• Given passage:
▽

This Agreement and all rights of the Executive hereunder shall inure to the benefit of, and be enforceable by, the Executive’s personal or legal representatives, executors, administrators, successors, heirs, distributees, devisees and
legatees. 
 9. MISCELLANEOUS PROVISIONS. 
 (a) Notice. Notices and all other communications contemplated by this Agreement shall be in writing and shall be deemed to
have been duly given when personally delivered or when mailed by overnight courier, U.S. registered or certified mail, return receipt requested and postage prepaid. In the case of the Executive, mailed notices shall be addressed to him at the
home address which he most recently communicated to the Company in writing. In the case of the Company, mailed notices shall be addressed to its corporate headquarters, and all notices shall be directed to the attention of its Secretary.

△

• The data:
▽

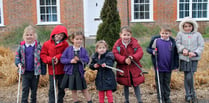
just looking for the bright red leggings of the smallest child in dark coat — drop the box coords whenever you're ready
[99,90,113,103]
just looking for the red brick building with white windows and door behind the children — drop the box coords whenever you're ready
[0,0,209,36]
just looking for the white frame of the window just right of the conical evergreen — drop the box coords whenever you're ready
[131,0,154,22]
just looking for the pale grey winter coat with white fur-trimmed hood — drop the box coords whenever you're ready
[176,17,204,62]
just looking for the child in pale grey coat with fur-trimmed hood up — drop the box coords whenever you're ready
[176,17,204,102]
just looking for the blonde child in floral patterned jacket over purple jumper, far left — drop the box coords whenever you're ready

△

• Work item:
Decide whether each statement agrees with the agreement text, answering yes or no and quoting the words from the text that settle it: (a) The Executive's heirs may enforce the Executive's rights under the Agreement. (b) Mailed notices to the Executive go to the Company's corporate headquarters. (c) All notices to the Company are directed to the attention of its Secretary.

• Result of this exercise:
(a) Yes: "shall inure to the benefit of, and be enforceable by, the Executive’s personal or legal representatives, executors, administrators, successors, heirs"
(b) No: "mailed notices shall be addressed to him at the home address which he most recently communicated to the Company in writing"
(c) Yes: "all notices shall be directed to the attention of its Secretary"